*Record set*
◆ ◆ ◆ ◆ ◆

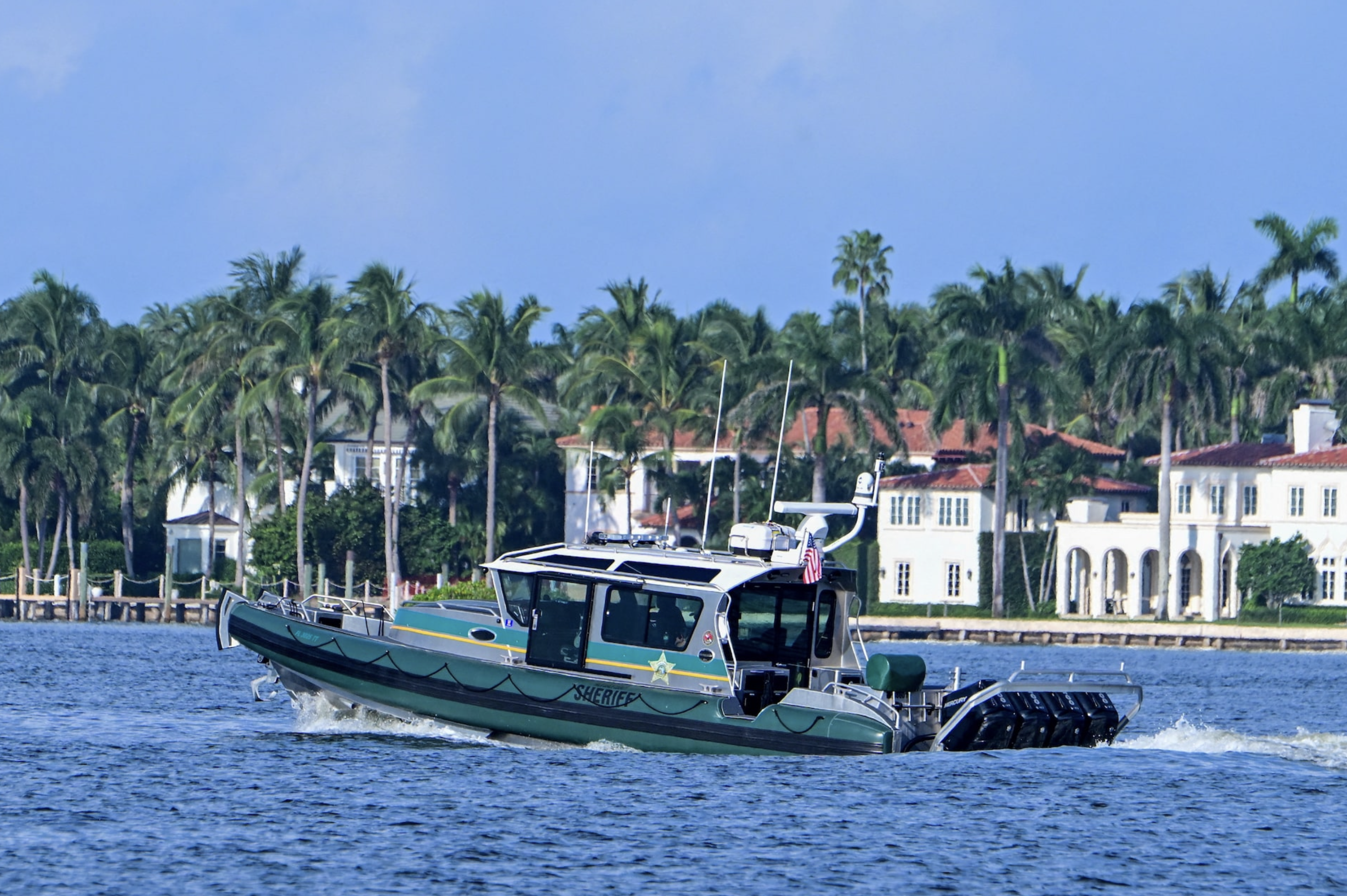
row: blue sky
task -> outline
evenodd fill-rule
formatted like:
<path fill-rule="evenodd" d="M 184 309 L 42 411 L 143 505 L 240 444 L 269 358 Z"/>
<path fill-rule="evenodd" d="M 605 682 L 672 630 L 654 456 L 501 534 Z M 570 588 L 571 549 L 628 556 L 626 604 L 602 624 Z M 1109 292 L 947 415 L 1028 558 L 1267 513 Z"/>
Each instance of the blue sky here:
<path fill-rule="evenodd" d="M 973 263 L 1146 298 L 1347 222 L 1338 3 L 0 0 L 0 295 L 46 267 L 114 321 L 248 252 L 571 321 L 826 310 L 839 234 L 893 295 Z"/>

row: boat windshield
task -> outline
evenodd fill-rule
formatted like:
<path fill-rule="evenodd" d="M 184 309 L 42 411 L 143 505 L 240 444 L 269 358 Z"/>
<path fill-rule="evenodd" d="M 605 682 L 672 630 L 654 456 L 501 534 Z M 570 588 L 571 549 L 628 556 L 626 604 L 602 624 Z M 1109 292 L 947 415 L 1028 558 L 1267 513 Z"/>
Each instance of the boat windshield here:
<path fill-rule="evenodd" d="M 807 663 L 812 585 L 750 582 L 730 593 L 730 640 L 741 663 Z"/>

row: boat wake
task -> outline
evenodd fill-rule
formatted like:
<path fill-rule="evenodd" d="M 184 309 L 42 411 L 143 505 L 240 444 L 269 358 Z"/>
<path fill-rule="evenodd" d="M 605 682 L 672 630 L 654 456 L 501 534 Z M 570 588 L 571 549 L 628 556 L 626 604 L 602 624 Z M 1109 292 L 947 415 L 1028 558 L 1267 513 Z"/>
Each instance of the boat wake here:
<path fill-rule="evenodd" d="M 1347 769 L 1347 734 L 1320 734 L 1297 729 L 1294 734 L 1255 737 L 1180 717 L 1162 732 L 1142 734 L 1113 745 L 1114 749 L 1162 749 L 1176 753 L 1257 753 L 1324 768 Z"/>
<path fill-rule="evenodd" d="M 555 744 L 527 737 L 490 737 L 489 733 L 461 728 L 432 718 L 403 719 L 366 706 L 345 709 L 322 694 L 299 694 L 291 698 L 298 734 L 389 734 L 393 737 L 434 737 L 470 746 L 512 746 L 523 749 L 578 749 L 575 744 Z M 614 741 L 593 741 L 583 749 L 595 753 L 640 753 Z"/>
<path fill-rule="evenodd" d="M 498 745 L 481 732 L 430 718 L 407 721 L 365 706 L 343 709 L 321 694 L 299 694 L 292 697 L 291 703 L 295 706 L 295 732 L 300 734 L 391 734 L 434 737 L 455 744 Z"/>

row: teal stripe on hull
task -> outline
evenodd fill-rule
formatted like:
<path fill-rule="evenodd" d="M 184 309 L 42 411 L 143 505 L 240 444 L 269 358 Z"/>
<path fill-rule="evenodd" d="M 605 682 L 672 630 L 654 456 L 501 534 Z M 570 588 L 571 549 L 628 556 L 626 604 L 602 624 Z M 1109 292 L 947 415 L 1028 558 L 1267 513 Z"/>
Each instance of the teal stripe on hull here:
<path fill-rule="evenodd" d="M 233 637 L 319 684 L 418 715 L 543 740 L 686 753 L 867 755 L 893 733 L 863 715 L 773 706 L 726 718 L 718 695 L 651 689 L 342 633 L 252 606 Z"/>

◆ ◆ ◆ ◆ ◆

*What is asked*
Copy out the lines from the one holding "row: boat wake" through the one holding "498 745 L 481", inclusive, reproducing them character for character.

*Expected answer*
row: boat wake
task -> outline
evenodd fill-rule
formatted like:
<path fill-rule="evenodd" d="M 184 309 L 42 411 L 143 505 L 240 444 L 269 358 Z"/>
<path fill-rule="evenodd" d="M 605 682 L 672 630 L 654 456 L 501 534 Z M 570 588 L 571 549 L 628 556 L 626 604 L 602 624 Z M 1109 292 L 947 415 L 1028 558 L 1267 513 Z"/>
Each instance of the boat wake here:
<path fill-rule="evenodd" d="M 1347 769 L 1347 734 L 1320 734 L 1297 729 L 1294 734 L 1255 737 L 1180 717 L 1162 732 L 1142 734 L 1113 745 L 1114 749 L 1162 749 L 1176 753 L 1257 753 L 1324 768 Z"/>
<path fill-rule="evenodd" d="M 555 744 L 527 737 L 490 737 L 489 733 L 461 728 L 432 718 L 403 719 L 366 706 L 345 709 L 322 694 L 299 694 L 291 698 L 298 734 L 389 734 L 393 737 L 434 737 L 470 746 L 512 746 L 523 749 L 578 749 L 575 744 Z M 614 741 L 593 741 L 583 749 L 595 753 L 640 753 Z"/>
<path fill-rule="evenodd" d="M 498 745 L 481 732 L 430 718 L 407 721 L 365 706 L 343 709 L 321 694 L 299 694 L 292 697 L 291 703 L 295 706 L 295 732 L 300 734 L 391 734 L 434 737 L 455 744 Z"/>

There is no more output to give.